• _GIVEN PASSAGE_
━━━━━━━━━━━━━━━━

Dhand says: “I prefer script writing – I have always been a script writer who became a novelist. I am a visual writer.”
He is off to India shortly because he is adapting The Blood Divide for television. The story is set in both Britain and India.
“I have also got a new novel coming out, called The Chemist,” he reveals. “It has a character called Idris Khan.”
Unlike DCI Harry Virdee, “Idris Khan is not a policeman but a pharmacist.”
Dhand, who studied pharmacy at Bradford University, ran his own pharmacy in the city until he sold the business just over 18 months ago to become a full time writer. Alongside running a pharmacy, he began writing crime fiction in 2006. After 1.1m words, for which he did not earn a penny, and “66 rejections”, his first Virdee novel, Streets of Darkness, was published in 2016. City of Sinners, set in Bradford like all the novels featuring Virdee, was nominated in Eastern Eye’s Arts, Culture and Theatre Awards ((ACTA) in the literature category in 2019. This year’s ACTA has introduced a new category for crime.
Dhand approves, pointing out that “crime is the best-selling genre in fiction”.
“I was brought up on Enid Blyton as a very young boy,” he says. “Then I went to short horror books. They were for teenagers but I was addicted by their darkness. I read Stephen King exclusively from the age of 12. I read classics like Christine by Stephen King – I must have read that 20 times. I think that’s the biggest book he’s written. I do tend to read more crime fiction than anything else. Stephen King and Thomas Harris (author of a series of suspense novels about Hannibal Lecter) are my biggest influences.”
He is close friends with two of the best known British Asian crime writers – Abir Mukherjee and Vaseem Khan, who both happen to be ACTA winners. Vaseem is also chairman of the Crime Writers’ Association, which was set up 70 years ago but has never before had a non-white person occupying the top post.

━━━━━━━━━━━━━━━━

• _Items listed in a dataset_
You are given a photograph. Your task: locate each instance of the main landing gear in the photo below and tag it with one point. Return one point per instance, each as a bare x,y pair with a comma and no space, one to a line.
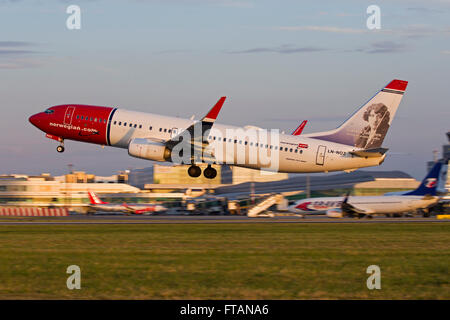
195,172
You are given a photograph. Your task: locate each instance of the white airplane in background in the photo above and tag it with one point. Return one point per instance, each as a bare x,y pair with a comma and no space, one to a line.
337,207
357,143
300,128
98,205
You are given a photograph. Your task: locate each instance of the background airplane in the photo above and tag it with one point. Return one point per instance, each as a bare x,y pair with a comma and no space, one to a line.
355,144
98,205
300,128
336,207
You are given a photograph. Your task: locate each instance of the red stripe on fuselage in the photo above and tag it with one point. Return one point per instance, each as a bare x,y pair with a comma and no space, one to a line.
87,123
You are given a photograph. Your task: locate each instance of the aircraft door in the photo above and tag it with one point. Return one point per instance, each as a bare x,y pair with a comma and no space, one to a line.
174,132
320,157
69,115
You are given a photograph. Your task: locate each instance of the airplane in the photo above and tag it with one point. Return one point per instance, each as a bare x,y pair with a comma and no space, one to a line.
357,143
98,205
337,207
300,128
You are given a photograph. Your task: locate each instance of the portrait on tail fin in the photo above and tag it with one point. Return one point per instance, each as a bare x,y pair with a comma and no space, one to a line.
377,116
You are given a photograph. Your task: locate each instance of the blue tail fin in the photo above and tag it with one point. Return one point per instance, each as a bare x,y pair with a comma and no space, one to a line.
429,183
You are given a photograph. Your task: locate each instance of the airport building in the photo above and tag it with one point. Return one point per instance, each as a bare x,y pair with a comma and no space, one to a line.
328,185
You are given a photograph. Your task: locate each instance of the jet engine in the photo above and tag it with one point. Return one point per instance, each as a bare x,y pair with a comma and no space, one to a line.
334,213
148,149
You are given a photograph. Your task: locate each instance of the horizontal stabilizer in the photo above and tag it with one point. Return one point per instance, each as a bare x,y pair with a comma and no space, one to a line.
370,153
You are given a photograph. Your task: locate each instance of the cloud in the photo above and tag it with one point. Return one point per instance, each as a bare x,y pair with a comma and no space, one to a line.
16,55
424,10
284,49
15,44
384,47
322,29
409,31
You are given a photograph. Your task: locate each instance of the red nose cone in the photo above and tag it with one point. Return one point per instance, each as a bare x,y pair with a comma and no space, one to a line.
34,120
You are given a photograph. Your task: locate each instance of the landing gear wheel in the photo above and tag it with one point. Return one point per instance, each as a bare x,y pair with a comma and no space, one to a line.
210,173
194,171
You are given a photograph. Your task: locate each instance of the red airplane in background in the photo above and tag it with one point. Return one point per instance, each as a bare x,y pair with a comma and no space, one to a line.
98,205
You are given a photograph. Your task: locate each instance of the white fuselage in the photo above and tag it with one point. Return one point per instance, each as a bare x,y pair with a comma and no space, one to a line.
286,153
108,207
368,204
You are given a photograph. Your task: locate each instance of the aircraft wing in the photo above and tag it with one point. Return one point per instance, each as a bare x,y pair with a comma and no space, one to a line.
300,128
370,153
194,135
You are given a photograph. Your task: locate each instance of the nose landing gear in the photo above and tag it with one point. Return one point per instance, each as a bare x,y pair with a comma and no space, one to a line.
210,172
194,171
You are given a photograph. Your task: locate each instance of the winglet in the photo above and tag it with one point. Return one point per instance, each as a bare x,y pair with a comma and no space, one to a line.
397,85
214,112
300,128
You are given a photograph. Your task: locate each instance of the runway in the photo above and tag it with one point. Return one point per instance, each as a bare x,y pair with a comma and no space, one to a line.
123,219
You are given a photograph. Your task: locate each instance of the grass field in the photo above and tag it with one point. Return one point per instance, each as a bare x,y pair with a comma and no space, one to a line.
226,261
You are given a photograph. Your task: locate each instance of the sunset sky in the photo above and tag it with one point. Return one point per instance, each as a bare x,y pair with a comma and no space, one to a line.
278,62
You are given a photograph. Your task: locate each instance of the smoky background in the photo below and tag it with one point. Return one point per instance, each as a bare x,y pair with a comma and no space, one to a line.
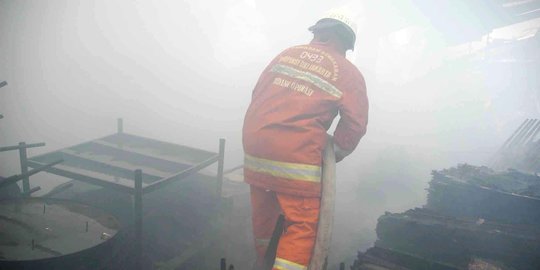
183,72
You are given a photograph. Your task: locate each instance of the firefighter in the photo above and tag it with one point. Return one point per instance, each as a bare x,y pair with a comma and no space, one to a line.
293,105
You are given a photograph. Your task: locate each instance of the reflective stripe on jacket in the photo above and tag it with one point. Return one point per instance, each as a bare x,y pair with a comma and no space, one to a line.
293,105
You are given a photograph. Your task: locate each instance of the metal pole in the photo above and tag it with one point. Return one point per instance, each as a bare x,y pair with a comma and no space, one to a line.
221,161
120,125
223,264
24,167
137,205
512,137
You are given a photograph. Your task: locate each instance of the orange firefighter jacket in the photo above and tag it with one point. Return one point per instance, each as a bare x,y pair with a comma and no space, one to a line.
293,104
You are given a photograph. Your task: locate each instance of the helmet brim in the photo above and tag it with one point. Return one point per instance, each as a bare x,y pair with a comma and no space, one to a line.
326,23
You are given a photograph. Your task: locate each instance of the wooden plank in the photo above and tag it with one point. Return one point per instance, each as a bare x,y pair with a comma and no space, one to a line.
181,175
99,179
113,165
141,154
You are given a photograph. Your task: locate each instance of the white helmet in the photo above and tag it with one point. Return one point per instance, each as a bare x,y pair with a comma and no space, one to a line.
341,17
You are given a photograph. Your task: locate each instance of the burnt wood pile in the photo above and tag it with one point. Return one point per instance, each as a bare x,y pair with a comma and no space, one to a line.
475,218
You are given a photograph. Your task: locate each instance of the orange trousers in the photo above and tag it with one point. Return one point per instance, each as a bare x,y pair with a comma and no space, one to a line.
300,227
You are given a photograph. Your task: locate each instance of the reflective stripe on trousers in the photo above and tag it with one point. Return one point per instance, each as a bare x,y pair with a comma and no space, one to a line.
289,170
282,264
262,241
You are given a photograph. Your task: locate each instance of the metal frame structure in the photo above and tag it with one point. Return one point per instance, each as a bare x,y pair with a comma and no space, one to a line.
2,84
25,173
114,161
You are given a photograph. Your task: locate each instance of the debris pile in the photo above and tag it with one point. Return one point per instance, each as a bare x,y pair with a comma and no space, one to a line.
475,218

━━━━━━━━━━━━━━━━

• _TASKS TO PERFORM_
A - Copy the article about Dhand from "Dhand approves, pointing" up to and including "the top post.".
B - Carry on the article about Dhand from the point where it stops.
These rows have no connection to the article about Dhand.

• _ANSWERS PER TASK_
A -
Dhand approves, pointing out that “crime is the best-selling genre in fiction”.
“I was brought up on Enid Blyton as a very young boy,” he says. “Then I went to short horror books. They were for teenagers but I was addicted by their darkness. I read Stephen King exclusively from the age of 12. I read classics like Christine by Stephen King – I must have read that 20 times. I think that’s the biggest book he’s written. I do tend to read more crime fiction than anything else. Stephen King and Thomas Harris (author of a series of suspense novels about Hannibal Lecter) are my biggest influences.”
He is close friends with two of the best known British Asian crime writers – Abir Mukherjee and Vaseem Khan, who both happen to be ACTA winners. Vaseem is also chairman of the Crime Writers’ Association, which was set up 70 years ago but has never before had a non-white person occupying the top post.

B -
Dhand says that “unlike Abir and Vaseem, whose novels are set in India, mine are set in Britain. I write commercial fiction.”
He mentions other Asian writers who have turned to crime in Britain. “The late Amer Anwar passed away recently. Very sad.”
His novel, Brothers in Blood, won the “Debut Dagger” from the Crime Writers’ Association. Dhand also refers to Kia Abdullah, who was longlisted for the CWA Gold Dagger Award for Next of Kin.
Another name Dhand throws up is Ajay Chowdhury, whose “warm, funny and spicy crime thrillers feature Kamil, an ex-Kolkata detective turned Brick Lane waiter”.
“There are definitely six to 10 of us writing in this arena,” remarks Dhand.
“I was recently on stage at a young writers’ event,” he goes on.
His advice was: “Write what you love and love what you do – that’s really the only way to do it. Nobody paid me to write for 10 years. I wrote because I loved it. I write because I’m unable not to write. It’s my passion, it’s my hobby, it’s my addiction.”
There was no literary tradition in his family. “My dad came over when he was 12, worked in factories and he’s been here ever since. My mother, who was from Punjab came when she was 23. I was born in Watford and moved to Bradford when I was two. I grew up in a cornershop where my parents got up at 6 in the morning.”
His mother’s death from Covid was “absolutely devastating. She was only 66.”
“She was on a ventilator, and they said, ‘We’re going to take off your ventilator and you’ll be able to speak for maybe 10 seconds before we take you away. They took her mask off. She looked at me and my twin sister and said, ‘Don’t take my ashes to Haridwar, it’s not safe for you.’ And then the mask went back on again. Her one sentence was not, ‘I love you.’ That we knew. Her only thought was for our safety. After she passed away, that once sentence stuck with me. I thought I have to deliver the series. I have to honour the hard work she did for me.”
He took a few days off last year while the BBC was filming Virdee on location in Bradford to take his mother’s ashes to India.